> **Selection**:
A belt-positioning booster seat that uses a combination lap/shoulder
belt, if that type of belt is available, is preferable to a booster
seat with a small shield, which can be used when only a lap belt is
available.
Companies across the United States have responded to the
problem of incompatibility of older children and seat belts by designing after-market
add-on devices that attempt to make the shoulder portion of the safety belt fit correctly,
thereby giving better protection to passengers who are not tall, notably children and some
adults. These products vary in design, yet all claim to solve the problem of poorly
fitting shoulder harnesses. However, some of these products actually seem to interfere
with proper lap and shoulder harness fit by positioning the lap belt too high on the
abdomen and the shoulder harness too low across the shoulder and by allowing too much
slack in the shoulder harness. Although in some cases these products may help shoulder
harnesses fit as they were designed, the add-on products are usually tested only by their
manufacturers, which allows manufacturers to make claims that cannot be substantiated by
independent means.

> **Dataset extract**:
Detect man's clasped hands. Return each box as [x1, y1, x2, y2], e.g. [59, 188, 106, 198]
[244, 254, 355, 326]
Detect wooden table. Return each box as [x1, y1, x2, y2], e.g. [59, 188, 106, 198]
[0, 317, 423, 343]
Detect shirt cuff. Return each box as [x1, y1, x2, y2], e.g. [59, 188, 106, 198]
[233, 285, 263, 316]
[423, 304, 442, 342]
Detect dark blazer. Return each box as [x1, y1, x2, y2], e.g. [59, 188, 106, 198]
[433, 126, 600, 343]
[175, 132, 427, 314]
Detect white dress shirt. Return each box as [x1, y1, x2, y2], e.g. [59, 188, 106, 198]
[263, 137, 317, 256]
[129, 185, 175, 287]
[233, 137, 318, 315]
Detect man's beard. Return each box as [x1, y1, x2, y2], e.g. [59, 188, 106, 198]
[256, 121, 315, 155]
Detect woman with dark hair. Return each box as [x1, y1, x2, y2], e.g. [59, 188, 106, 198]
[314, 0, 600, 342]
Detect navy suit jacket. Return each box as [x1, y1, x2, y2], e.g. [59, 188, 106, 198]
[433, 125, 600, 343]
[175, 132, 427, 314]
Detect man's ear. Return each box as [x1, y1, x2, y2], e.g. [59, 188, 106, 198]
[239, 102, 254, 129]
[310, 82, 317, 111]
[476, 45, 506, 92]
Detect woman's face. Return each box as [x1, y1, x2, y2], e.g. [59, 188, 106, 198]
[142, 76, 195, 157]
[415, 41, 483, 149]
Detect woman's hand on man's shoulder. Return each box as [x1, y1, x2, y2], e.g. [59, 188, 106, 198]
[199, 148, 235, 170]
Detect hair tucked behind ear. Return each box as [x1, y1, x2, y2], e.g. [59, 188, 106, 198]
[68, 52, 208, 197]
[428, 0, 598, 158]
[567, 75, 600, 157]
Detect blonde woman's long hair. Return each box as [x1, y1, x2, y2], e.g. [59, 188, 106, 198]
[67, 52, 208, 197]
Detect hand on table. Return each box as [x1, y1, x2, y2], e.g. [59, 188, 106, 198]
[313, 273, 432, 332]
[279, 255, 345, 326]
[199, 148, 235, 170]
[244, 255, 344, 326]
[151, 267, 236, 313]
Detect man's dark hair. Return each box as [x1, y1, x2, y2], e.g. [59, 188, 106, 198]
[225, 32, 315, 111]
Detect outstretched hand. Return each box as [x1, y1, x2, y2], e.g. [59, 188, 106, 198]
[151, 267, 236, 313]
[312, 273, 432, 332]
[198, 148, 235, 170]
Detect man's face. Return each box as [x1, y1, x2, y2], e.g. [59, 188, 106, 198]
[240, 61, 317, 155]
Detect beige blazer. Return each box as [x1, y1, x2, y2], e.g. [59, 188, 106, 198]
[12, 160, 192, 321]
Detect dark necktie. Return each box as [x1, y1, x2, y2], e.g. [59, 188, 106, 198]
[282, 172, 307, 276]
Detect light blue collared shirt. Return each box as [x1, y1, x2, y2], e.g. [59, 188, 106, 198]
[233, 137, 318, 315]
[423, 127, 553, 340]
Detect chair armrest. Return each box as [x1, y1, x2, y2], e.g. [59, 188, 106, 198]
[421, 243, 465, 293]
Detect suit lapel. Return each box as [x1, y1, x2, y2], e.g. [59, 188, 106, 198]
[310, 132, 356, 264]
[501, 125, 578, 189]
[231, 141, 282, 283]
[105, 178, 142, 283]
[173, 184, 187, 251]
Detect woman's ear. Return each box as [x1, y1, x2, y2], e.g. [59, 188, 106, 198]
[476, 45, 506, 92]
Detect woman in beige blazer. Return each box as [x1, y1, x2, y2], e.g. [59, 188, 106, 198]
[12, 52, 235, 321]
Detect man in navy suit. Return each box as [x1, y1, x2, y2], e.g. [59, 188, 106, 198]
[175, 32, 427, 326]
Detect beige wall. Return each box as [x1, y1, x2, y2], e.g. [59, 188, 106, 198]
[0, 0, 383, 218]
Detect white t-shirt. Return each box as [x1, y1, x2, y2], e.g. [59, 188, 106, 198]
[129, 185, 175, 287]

==

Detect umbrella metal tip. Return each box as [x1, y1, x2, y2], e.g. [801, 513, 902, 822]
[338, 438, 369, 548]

* * *

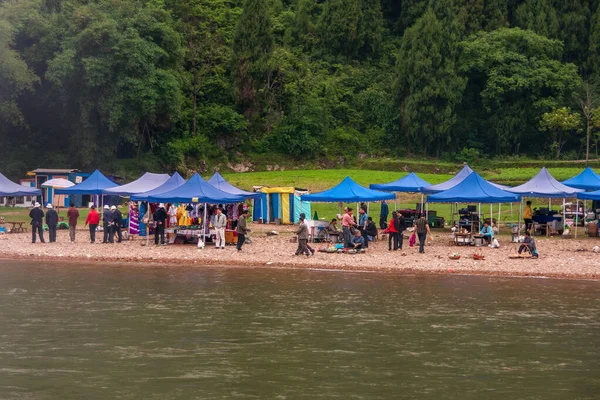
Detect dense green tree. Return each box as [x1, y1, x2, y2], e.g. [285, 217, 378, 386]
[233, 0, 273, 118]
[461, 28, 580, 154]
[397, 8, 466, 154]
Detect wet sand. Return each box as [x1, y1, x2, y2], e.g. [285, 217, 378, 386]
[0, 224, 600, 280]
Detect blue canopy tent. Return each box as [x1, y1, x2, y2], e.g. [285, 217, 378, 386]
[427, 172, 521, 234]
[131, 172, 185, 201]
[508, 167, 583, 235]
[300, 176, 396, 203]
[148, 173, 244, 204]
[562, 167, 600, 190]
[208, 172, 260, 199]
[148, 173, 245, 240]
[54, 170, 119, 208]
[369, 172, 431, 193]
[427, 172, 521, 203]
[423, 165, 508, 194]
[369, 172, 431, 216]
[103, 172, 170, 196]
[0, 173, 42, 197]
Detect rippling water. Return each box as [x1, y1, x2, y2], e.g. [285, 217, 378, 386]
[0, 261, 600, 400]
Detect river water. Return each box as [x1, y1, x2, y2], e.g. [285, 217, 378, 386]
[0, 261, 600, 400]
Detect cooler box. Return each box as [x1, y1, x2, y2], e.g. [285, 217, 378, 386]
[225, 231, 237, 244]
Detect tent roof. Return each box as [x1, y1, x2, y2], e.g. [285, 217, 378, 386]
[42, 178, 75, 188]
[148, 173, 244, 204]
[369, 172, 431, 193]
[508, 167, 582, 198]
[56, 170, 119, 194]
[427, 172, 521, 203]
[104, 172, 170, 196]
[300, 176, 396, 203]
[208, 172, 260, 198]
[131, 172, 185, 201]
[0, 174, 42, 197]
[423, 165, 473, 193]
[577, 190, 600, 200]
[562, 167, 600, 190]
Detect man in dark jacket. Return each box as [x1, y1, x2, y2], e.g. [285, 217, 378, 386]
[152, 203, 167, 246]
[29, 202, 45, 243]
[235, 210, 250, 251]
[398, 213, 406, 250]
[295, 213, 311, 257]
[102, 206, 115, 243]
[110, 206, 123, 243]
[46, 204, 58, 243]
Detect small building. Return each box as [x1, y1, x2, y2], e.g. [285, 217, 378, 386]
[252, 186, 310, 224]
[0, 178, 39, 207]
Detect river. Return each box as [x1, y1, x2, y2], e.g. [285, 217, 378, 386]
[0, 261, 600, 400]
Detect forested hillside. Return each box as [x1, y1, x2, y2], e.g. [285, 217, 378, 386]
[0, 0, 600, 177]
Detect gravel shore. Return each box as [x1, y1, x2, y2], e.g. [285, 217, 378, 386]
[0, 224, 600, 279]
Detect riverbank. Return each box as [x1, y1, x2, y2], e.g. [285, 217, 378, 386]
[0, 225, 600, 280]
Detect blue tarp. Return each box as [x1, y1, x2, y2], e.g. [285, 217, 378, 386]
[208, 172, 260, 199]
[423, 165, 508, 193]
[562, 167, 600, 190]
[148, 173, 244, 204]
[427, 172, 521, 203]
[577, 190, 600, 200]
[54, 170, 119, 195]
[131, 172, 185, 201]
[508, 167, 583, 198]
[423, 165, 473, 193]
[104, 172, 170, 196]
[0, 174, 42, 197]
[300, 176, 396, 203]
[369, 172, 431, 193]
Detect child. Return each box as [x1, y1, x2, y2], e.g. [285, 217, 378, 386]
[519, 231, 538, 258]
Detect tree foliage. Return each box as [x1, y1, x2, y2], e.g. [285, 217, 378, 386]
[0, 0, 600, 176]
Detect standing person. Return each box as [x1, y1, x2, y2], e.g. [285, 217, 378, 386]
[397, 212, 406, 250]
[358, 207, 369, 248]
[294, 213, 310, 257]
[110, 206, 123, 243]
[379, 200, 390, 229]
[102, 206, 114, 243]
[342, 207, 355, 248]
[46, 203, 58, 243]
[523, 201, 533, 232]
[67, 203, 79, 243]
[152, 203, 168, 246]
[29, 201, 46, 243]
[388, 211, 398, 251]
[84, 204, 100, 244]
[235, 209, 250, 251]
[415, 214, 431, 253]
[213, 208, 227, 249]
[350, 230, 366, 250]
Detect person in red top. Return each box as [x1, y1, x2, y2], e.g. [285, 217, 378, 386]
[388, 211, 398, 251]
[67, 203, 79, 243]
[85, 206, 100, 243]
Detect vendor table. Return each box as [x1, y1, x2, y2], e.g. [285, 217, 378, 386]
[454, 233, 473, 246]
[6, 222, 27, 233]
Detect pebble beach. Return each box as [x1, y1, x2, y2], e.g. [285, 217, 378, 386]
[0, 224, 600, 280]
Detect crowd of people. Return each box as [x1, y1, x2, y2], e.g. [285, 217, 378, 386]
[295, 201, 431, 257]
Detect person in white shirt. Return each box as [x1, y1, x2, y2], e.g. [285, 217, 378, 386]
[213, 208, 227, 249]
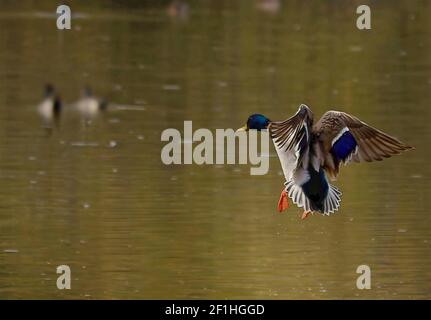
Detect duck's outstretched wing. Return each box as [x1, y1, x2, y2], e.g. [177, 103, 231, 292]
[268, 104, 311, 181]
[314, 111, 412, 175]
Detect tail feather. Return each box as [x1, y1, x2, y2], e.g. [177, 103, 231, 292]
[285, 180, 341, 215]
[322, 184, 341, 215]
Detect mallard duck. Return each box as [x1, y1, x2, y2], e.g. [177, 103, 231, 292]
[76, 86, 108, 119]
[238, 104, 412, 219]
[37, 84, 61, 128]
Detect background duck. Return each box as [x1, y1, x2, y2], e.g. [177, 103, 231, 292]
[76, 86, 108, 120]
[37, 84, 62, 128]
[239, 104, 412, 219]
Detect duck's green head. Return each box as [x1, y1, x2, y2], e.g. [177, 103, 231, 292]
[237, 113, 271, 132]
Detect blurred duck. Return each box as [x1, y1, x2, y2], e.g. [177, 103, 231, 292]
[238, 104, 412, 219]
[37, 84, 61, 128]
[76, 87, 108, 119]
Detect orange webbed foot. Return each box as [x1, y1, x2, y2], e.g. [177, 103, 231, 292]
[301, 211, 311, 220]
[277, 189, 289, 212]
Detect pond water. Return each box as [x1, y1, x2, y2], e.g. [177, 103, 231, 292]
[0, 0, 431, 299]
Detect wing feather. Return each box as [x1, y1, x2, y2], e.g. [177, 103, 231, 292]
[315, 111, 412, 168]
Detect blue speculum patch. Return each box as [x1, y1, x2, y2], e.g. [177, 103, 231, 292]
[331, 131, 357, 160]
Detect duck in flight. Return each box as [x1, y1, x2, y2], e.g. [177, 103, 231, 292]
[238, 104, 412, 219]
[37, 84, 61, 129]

> **Exercises**:
1) In the seat belt passage, who usually tests the after-market add-on products?
2) Write a continuation of the seat belt passage, starting after its final sentence.

> **The results**:
1) Their manufacturers usually test them.

2)
- Many new vehicles are equipped with integrated child
safety seats that are designed for children who weigh at least 20 lb and are at least 1
year of age. All infants younger than 1 year of age or who weigh less than 20 lb should be
positioned rear facing in separate child safety seats.
- Instruct parents to read the vehicle
owner's manual and child restraint device instructions carefully and
to test the car safety seat for a safe, snug fit in the vehicle to
avoid potentially life-threatening incompatibility problems between
the design of the car safety seat, vehicle seat, and seat belt system.
- Advise parents that the rear vehicle
seat is the safest place for children of any age to ride. Any
front-seat, front-facing passengers should ride properly restrained
and positioned as far back as possible from the passenger-side front
air bag. An infant should never be left unattended in a car
safety seat.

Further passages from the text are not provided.